--- begin Given passage ---

Canadian artists Carole Condé and Karl Beveridge moved to New York City in 1969, and soon were at the centre of the burgeoning conceptual art movement. In 1975, they joined the Art & Language journal The Fox (with Joseph Kosuth and Ian Burn) and picketed the Museum of Modern Art to protest its lack of inclusion of women artists, while critiquing the apolitical minimalism of Donald Judd. This ferment culminated in a major museum show, It’s Still Privileged Art, at the Art Gallery of Ontario in 1976, just prior to the artists’ return to Toronto in1977. Rarely has a conjugal couple had such longevity as a collaborative artistic duo as Canada’s Carole Condé and Karl Beveridge. The history of visual art is replete with collaborations between artists and life partners who achieved their greatest critical success as individuals. Georgia O’Keefe and Alfred Stieglitz, Diego Rivera and Frida Kahlo, Edward Weston and Tina Modotti easily come to mind. Closer to home, we have Christopher and Mary Pratt. But few have sustained a collaboration over a lifetime, and fewer still have signed their works as one single authorial entity. For this reason alone, Carole Condé and Karl Beveridge are a unique phenomenon. Perhaps the closest contemporary parallel to Condé and Beveridge as a collaborative duo are Bernd and Hilla Becher, the German photographers and conceptual artists who worked together for over 40 years. But that’s where the comparison stops.

--- end Given passage ---

Written problem 1:
In what year did Carole Condé and Karl Beveridge move to New York City, according to the passage on their work?
The passage and the records have nothing to do with each other.

--- begin Given entries ---

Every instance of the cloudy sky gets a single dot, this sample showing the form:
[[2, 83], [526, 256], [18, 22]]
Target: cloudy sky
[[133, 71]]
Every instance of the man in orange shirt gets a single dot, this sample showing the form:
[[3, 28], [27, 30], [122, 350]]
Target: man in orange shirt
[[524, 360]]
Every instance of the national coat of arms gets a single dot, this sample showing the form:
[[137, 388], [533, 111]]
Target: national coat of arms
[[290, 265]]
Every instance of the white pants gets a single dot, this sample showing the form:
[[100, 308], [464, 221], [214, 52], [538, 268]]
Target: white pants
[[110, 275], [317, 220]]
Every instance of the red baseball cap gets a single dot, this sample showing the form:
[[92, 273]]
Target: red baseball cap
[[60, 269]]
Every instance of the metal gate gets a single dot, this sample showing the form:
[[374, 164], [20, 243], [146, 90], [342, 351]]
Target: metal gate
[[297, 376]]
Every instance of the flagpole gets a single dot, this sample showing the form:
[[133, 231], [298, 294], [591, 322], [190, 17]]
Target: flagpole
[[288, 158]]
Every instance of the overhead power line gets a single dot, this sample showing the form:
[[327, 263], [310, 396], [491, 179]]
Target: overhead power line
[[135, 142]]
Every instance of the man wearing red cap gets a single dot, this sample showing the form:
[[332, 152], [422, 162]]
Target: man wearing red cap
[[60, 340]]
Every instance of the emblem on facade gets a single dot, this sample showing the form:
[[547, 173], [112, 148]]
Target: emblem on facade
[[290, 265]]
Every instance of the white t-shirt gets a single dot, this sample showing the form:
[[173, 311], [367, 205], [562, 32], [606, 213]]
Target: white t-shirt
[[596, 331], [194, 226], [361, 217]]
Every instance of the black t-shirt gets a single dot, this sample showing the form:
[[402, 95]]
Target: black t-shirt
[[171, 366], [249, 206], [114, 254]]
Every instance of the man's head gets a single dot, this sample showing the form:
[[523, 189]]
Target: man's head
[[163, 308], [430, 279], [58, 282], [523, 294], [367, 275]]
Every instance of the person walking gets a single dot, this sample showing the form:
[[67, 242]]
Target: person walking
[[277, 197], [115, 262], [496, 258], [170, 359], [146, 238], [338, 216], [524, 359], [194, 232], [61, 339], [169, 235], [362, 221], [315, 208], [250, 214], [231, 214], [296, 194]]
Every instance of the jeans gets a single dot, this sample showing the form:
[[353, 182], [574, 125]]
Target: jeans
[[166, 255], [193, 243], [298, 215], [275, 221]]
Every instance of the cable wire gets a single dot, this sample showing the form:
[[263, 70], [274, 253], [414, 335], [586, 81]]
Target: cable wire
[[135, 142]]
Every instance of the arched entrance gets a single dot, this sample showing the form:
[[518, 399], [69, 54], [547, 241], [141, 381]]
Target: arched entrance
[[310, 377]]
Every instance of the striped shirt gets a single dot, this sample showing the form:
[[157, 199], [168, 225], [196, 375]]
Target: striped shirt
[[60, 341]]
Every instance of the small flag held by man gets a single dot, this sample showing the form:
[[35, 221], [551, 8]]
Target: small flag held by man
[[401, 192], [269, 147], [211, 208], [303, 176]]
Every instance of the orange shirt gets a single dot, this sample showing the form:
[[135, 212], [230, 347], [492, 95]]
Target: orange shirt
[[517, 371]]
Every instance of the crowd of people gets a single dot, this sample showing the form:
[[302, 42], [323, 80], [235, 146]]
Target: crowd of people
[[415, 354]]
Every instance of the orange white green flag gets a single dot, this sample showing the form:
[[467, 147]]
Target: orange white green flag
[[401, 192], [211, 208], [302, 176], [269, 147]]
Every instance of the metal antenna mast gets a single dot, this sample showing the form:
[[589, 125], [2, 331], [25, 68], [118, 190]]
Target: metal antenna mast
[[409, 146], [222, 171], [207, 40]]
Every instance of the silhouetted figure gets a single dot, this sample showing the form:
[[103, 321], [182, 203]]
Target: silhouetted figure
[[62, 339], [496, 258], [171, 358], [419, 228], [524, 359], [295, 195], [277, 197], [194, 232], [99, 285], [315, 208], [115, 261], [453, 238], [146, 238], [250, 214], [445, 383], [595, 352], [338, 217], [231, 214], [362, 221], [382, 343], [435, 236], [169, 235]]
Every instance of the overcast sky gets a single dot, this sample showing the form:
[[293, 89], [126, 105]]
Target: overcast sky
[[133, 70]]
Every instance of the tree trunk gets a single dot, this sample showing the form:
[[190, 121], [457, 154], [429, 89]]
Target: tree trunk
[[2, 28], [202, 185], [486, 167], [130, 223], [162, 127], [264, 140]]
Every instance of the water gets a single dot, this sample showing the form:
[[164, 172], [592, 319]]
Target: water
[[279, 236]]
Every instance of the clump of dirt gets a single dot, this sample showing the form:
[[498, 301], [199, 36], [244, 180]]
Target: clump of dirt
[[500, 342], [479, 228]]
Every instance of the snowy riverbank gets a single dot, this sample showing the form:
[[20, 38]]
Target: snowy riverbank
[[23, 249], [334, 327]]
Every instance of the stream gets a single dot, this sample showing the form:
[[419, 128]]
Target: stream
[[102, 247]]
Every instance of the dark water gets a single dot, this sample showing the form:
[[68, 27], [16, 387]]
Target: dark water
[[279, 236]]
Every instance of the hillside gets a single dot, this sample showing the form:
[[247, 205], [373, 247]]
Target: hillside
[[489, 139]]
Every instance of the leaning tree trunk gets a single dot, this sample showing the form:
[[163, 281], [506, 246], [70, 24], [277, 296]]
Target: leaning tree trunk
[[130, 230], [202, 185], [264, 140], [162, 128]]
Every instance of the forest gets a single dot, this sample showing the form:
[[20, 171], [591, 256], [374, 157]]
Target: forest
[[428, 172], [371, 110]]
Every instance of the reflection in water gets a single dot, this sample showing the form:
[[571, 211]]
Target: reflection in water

--- end Given entries ---

Written problem 2:
Edit the records starting with the line containing "Every instance of the cable" and going on through the line containing "[[310, 377]]" so that "cable wire" becomes "power cable". Give back only those lines.

Expected answer 1:
1969

Expected answer 2:
Every instance of the power cable gets a single dot, this sample showing the form:
[[263, 70], [274, 253], [414, 335], [586, 81]]
Target: power cable
[[135, 142]]
Every instance of the arched entrance gets a single dot, this sample showing the form:
[[518, 399], [69, 54], [547, 241], [141, 381]]
Target: arched entrance
[[310, 377]]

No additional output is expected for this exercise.